### TASKS TO CARRY OUT
**a.** In the hidden Markov model constructors documentation, which argument to msm should the list of function calls be used for?
**b.** Carry on writing the hidden Markov model constructors documentation from the point where it stops.

### SOURCE PASSAGE
"""

R/hmm-dists.R

Defines functions hmmT hmmMEUnif hmmMETNorm hmmTNorm hmmBeta hmmNBinom hmmBetaBinom hmmBinom hmmPois hmmWeibull hmmGamma hmmExp hmmLNorm hmmNorm hmmUnif hmmIdent hmmCheckInits hmmMV hmmDIST hmmCat

Documented in hmmBeta hmmBetaBinom hmmBinom hmmCat hmmExp hmmGamma hmmIdent hmmLNorm hmmMETNorm hmmMEUnif hmmMV hmmNBinom hmmNorm hmmPois hmmT hmmTNorm hmmUnif hmmWeibull

#' Hidden Markov model constructors
#' 
#' These functions are used to specify the distribution of the response
#' conditionally on the underlying state in a hidden Markov model.  A list of
#' these function calls, with one component for each state, should be used for
#' the \code{hmodel} argument to \code{msm}. The initial values for the
#' parameters of the distribution should be given as arguments. Note the
#' initial values should be supplied as literal values - supplying them as
#' variables is currently not supported.

"""

### Point labeling dataset excerpts
"""

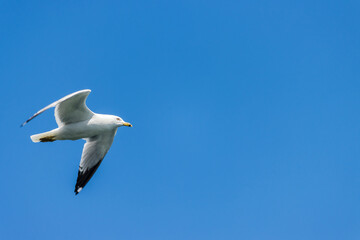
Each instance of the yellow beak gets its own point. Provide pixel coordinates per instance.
(127, 124)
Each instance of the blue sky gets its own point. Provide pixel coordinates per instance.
(246, 119)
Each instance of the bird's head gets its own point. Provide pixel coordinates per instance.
(120, 122)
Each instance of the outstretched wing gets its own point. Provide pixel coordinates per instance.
(94, 152)
(69, 109)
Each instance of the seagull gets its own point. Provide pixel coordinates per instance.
(76, 121)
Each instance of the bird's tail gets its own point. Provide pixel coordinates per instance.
(44, 137)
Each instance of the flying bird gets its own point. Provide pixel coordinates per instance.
(75, 121)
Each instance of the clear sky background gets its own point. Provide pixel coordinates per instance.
(246, 119)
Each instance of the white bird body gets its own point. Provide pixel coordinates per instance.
(96, 125)
(76, 121)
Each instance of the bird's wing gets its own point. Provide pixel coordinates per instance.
(69, 109)
(94, 152)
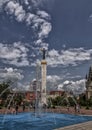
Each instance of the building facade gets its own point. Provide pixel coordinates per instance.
(89, 84)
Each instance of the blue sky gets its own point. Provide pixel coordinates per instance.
(63, 27)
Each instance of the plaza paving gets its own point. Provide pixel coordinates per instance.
(81, 126)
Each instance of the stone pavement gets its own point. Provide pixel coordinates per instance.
(81, 126)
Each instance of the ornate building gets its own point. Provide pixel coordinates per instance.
(89, 84)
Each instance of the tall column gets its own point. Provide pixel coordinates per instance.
(43, 89)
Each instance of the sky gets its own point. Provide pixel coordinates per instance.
(62, 27)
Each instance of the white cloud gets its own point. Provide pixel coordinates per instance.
(76, 87)
(16, 54)
(71, 56)
(39, 21)
(53, 78)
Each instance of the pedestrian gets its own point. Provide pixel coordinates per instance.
(16, 108)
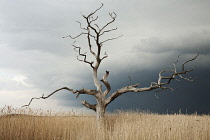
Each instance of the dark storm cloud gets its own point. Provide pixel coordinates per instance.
(154, 34)
(191, 43)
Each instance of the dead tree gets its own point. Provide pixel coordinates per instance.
(94, 33)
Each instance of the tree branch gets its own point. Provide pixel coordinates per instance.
(90, 106)
(82, 91)
(82, 54)
(110, 39)
(155, 85)
(106, 83)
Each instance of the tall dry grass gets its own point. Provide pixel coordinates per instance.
(37, 125)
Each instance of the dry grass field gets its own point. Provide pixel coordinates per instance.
(122, 126)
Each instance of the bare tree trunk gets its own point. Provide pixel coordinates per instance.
(100, 109)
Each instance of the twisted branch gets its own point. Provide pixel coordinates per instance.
(155, 85)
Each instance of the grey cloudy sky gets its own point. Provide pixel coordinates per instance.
(35, 59)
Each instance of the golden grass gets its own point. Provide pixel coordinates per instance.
(121, 126)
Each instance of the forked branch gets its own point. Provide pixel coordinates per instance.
(106, 83)
(155, 85)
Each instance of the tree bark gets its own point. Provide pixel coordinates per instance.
(100, 108)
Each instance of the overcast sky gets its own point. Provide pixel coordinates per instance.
(36, 60)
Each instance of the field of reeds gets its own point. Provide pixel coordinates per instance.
(17, 124)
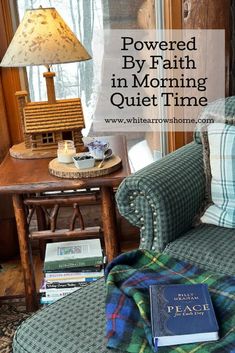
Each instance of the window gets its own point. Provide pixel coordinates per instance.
(48, 137)
(67, 135)
(85, 18)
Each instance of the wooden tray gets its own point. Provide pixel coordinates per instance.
(70, 171)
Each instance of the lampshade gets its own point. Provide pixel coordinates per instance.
(43, 38)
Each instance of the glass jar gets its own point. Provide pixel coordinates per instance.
(66, 151)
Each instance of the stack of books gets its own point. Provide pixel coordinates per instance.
(69, 266)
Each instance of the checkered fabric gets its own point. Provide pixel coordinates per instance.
(74, 324)
(207, 246)
(221, 110)
(221, 139)
(163, 198)
(127, 306)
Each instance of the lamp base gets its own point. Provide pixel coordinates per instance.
(21, 152)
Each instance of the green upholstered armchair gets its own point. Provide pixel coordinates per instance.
(162, 199)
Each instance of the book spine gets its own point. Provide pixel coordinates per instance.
(57, 285)
(66, 264)
(74, 274)
(75, 270)
(74, 279)
(59, 293)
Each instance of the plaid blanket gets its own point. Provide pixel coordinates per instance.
(128, 325)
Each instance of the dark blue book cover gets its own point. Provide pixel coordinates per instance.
(182, 314)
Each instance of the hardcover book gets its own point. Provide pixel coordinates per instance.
(78, 253)
(182, 314)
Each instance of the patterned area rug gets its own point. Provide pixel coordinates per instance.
(12, 313)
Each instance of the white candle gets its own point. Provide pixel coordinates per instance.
(66, 154)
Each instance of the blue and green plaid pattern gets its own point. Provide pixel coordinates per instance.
(221, 139)
(221, 110)
(128, 325)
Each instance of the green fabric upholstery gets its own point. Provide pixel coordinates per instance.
(207, 246)
(74, 324)
(164, 197)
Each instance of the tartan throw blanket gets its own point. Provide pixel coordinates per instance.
(128, 325)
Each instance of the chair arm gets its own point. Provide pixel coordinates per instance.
(163, 198)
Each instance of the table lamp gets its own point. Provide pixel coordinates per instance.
(43, 38)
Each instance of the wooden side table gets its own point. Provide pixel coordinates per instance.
(25, 177)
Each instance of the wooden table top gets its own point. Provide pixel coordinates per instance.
(26, 176)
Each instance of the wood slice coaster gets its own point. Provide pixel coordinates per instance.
(21, 152)
(62, 170)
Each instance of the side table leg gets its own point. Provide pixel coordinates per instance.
(25, 253)
(109, 222)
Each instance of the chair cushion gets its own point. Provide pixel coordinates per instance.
(74, 324)
(220, 166)
(207, 246)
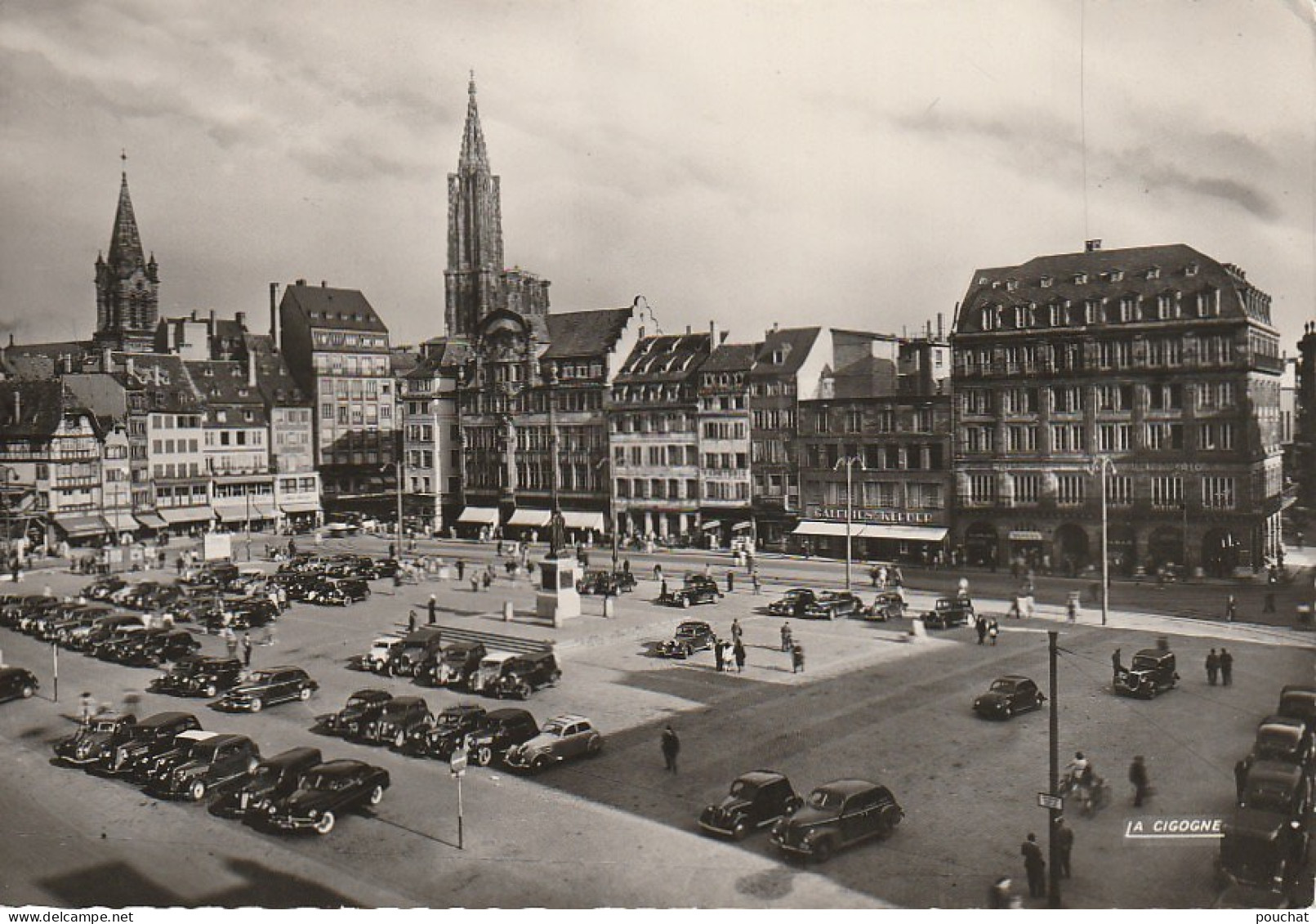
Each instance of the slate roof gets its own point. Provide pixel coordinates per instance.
(585, 333)
(1173, 261)
(337, 308)
(796, 344)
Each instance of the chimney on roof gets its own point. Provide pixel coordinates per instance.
(274, 316)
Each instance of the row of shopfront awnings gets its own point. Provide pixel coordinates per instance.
(529, 517)
(893, 531)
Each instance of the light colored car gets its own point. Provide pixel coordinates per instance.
(561, 739)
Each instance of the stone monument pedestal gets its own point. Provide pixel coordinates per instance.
(557, 598)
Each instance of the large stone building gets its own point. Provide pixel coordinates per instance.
(1158, 359)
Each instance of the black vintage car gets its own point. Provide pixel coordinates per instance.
(695, 588)
(394, 721)
(1150, 673)
(417, 646)
(208, 766)
(1008, 697)
(446, 732)
(199, 676)
(327, 792)
(837, 815)
(756, 801)
(146, 739)
(362, 707)
(267, 687)
(500, 730)
(273, 779)
(95, 743)
(948, 612)
(452, 667)
(17, 683)
(691, 636)
(524, 674)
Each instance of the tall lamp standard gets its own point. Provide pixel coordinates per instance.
(1103, 466)
(849, 462)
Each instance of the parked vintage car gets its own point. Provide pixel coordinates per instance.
(689, 637)
(17, 683)
(524, 674)
(499, 730)
(416, 648)
(378, 656)
(208, 766)
(95, 741)
(1150, 673)
(149, 738)
(391, 724)
(446, 732)
(756, 801)
(561, 739)
(273, 779)
(836, 816)
(327, 792)
(361, 708)
(948, 612)
(1007, 697)
(1298, 700)
(267, 687)
(199, 676)
(695, 588)
(453, 665)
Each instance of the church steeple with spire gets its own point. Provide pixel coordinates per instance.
(127, 284)
(473, 282)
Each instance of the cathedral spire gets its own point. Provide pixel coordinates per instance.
(474, 157)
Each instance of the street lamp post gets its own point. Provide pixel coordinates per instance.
(849, 462)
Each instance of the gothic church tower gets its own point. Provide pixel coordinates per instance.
(127, 286)
(473, 282)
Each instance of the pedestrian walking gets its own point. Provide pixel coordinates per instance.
(670, 748)
(1139, 777)
(1035, 866)
(1065, 844)
(87, 707)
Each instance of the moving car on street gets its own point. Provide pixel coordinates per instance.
(561, 739)
(1008, 697)
(836, 816)
(327, 792)
(756, 801)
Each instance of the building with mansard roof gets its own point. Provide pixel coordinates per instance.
(1160, 364)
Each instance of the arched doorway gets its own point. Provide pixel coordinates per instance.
(1070, 549)
(1220, 551)
(981, 544)
(1122, 545)
(1165, 547)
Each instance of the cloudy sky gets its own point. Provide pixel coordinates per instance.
(842, 162)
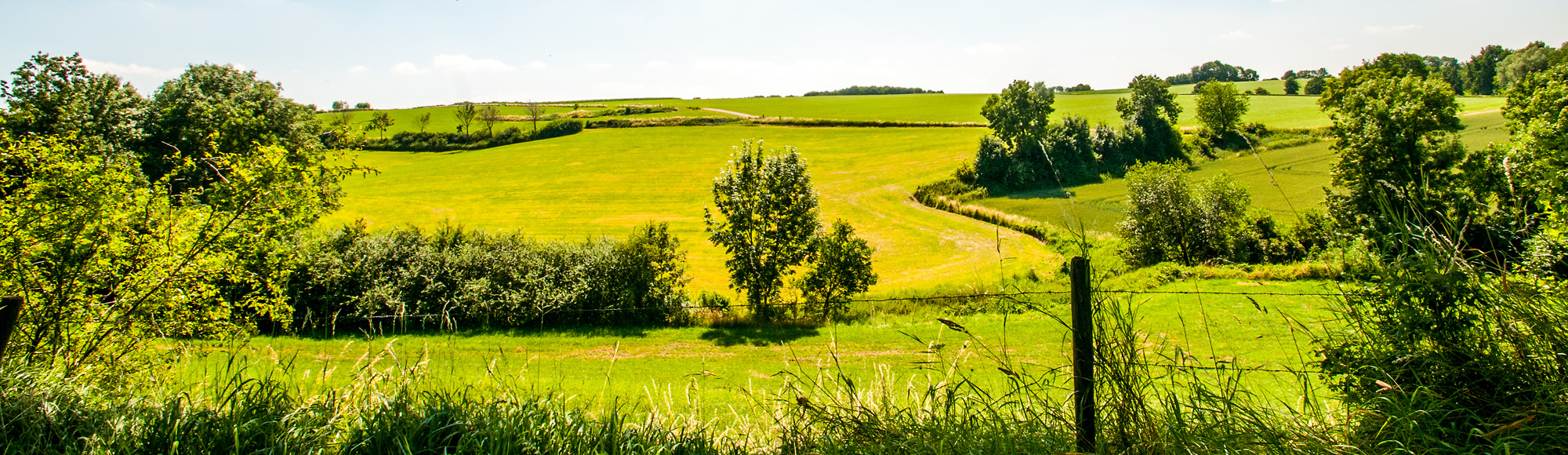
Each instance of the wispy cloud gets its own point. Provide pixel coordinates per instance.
(459, 64)
(129, 70)
(992, 48)
(1235, 35)
(408, 68)
(1396, 29)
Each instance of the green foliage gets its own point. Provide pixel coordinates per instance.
(1171, 220)
(1020, 115)
(465, 115)
(1450, 70)
(1316, 86)
(1525, 62)
(1523, 180)
(380, 122)
(432, 142)
(871, 90)
(454, 278)
(841, 268)
(57, 96)
(1293, 87)
(217, 112)
(768, 216)
(1440, 357)
(1481, 73)
(109, 266)
(1221, 107)
(1213, 71)
(1396, 145)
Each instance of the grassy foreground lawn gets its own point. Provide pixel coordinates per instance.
(603, 183)
(1302, 175)
(720, 371)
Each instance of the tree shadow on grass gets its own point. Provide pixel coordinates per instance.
(760, 337)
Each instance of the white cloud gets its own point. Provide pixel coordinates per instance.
(1396, 29)
(463, 64)
(1235, 35)
(992, 48)
(408, 68)
(459, 64)
(129, 70)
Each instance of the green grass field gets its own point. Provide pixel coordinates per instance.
(720, 371)
(603, 183)
(1301, 173)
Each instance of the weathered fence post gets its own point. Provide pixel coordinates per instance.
(1083, 357)
(10, 310)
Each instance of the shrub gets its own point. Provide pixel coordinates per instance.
(457, 278)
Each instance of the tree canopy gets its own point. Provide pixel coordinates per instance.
(766, 219)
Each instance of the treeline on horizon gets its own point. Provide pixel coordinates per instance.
(873, 90)
(1487, 73)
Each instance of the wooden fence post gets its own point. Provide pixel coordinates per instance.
(1083, 357)
(10, 310)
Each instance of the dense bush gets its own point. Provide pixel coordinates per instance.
(1213, 71)
(1440, 355)
(457, 278)
(1171, 220)
(434, 142)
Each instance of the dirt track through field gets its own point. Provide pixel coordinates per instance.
(735, 114)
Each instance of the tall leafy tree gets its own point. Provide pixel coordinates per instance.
(1481, 73)
(1293, 87)
(1020, 114)
(1221, 107)
(1396, 145)
(217, 111)
(1533, 59)
(841, 266)
(465, 115)
(764, 216)
(1153, 111)
(59, 95)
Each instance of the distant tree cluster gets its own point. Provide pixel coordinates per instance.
(1028, 151)
(1213, 71)
(873, 90)
(1058, 89)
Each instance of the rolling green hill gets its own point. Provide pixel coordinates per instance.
(603, 183)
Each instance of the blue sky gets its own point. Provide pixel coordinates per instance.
(424, 53)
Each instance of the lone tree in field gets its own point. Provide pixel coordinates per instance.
(465, 114)
(423, 122)
(490, 117)
(841, 266)
(766, 220)
(1153, 109)
(535, 111)
(1020, 114)
(1221, 107)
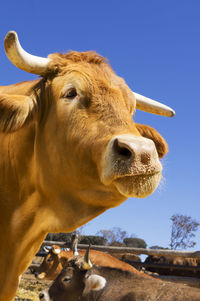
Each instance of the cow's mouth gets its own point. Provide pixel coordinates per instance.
(138, 185)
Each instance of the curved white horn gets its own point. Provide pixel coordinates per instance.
(22, 59)
(149, 105)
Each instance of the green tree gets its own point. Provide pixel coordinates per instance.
(93, 240)
(113, 235)
(182, 231)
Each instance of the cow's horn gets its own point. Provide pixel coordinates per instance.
(149, 105)
(45, 249)
(87, 262)
(55, 250)
(22, 59)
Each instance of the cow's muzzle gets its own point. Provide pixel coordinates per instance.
(132, 164)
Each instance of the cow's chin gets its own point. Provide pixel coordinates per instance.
(139, 186)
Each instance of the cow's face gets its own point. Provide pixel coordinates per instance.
(68, 285)
(51, 265)
(91, 140)
(74, 282)
(87, 146)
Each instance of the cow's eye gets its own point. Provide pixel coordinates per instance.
(66, 279)
(49, 259)
(72, 93)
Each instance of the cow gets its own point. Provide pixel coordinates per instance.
(81, 280)
(176, 270)
(70, 150)
(56, 260)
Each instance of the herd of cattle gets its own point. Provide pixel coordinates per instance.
(94, 275)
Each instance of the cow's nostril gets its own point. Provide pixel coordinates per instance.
(145, 158)
(41, 296)
(122, 149)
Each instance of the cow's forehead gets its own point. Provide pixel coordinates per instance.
(92, 79)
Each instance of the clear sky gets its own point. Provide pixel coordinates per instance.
(155, 46)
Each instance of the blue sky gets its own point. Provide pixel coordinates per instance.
(155, 46)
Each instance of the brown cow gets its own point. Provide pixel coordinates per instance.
(69, 151)
(56, 260)
(174, 271)
(80, 281)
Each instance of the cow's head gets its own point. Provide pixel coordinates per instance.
(86, 139)
(75, 281)
(52, 264)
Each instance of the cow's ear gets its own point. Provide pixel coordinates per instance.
(94, 283)
(151, 133)
(15, 111)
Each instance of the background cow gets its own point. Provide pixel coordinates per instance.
(56, 260)
(79, 280)
(69, 151)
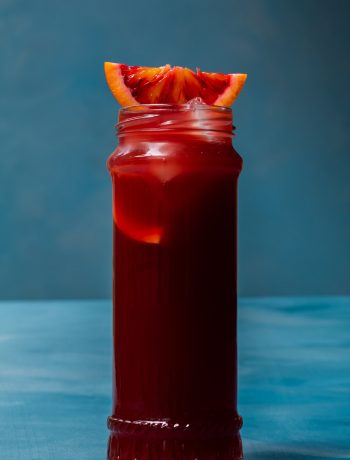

"""

### TASK ANSWERS
**a.** The hmodel argument.

**b.**
#' 
#' \code{hmmCat} represents a categorical response distribution on the set
#' \code{1, 2, \dots{}, length(prob)}.  The Markov model with misclassification
#' is an example of this type of model. The categories in this case are (some
#' subset of) the underlying states.
#' 
#' The \code{hmmIdent} distribution is used for underlying states which are
#' observed exactly without error.  For hidden Markov models with multiple
#' outcomes, (see \code{\link{hmmMV}}), the outcome in the data which takes the
#' special \code{hmmIdent} value must be the first of the multiple outcomes.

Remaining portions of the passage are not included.